### REQUIRED WORK
a: Return the passage of the mental health Q&A page from "Marion McAlister |" to "to the situation.", copied word for word.
b: Resume the mental health Q&A page about a daughter with schizophrenia, beginning right after its final sentence.

### PAGE EXCERPT

.....

My daughter has Schizophrenia and is an outpatient here. Yesterday she contacted me and is having psychotic thoughts. She is an Adult and will not give permission to me to speak to her health providers. What can I do to help her during crisis?

Linda Satalino | Oct 1, 2019 | Category: Mental health clinic in Charlotte, North Carolina

Atrium Health Behavioral Health - All questions

Address: 501 Billingsley Rd, Charlotte, NC 28211, USA

Austin Mccabe | Oct 1, 2019

I did the same thing when I was in the hospital the first time to my mom. It will pass as long as she takes her meds. Make sure that when she gets out she is taking her meds. Maybe buy her a 7 day day and night pull box to keep track of them and that way you can also keep track that she is taking them without asking her. It is very hard but it does get better. Maybe ask her if there is a code that you need that can help her contact you there was one for me my mom says and she got it out of me somehow over the phone. Most of all just be there for her no matter how hard it is. My mom sticking with me has meant the world to me and helped me stay stable. Good luck

Marion McAlister | Oct 1, 2019

Give her support. Do not argue with her during her outbursts. She will be just as confused as you will be. She doesnt understand why she has these thoughts. Be supportive and sensitive to the situation.

.....

### DATA SECTION
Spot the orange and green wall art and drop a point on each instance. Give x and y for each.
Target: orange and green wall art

.....

### PER-TASK ANSWERS
a:
Marion McAlister | Oct 1, 2019

Give her support. Do not argue with her during her outbursts. She will be just as confused as you will be. She doesnt understand why she has these thoughts. Be supportive and sensitive to the situation.

b:
Amber Wolfe | Sep 16, 2022

This is what I'm struggling with. I would say the "constant outburts" but they haven't been so constant anymore. This past month, I've done a complete turnaround. I've heard it from multiple people. Even my husband (not married yet), has talked about how good I've done and how far I've came. Two different occasions today between him amd I just didn't set right with me. I overthink everything so wanted to know what I did wrong to cause these situations to arise. I couldn't sleep until I got.it off my chest, but still never hollered, called him names....I actually cried. "Why did you lie to me?.I don't deserve that" escalated from there. I still never screamed, threatened to walk out on him and our kids, nada. Begged him to stay, and I would sleep p on the couch. I'm still balling from 12:30 when i told him.id go in the living room. By 1, my thoughts were so intense, I was scared.... and I needed his arms around me, but he was already snoring.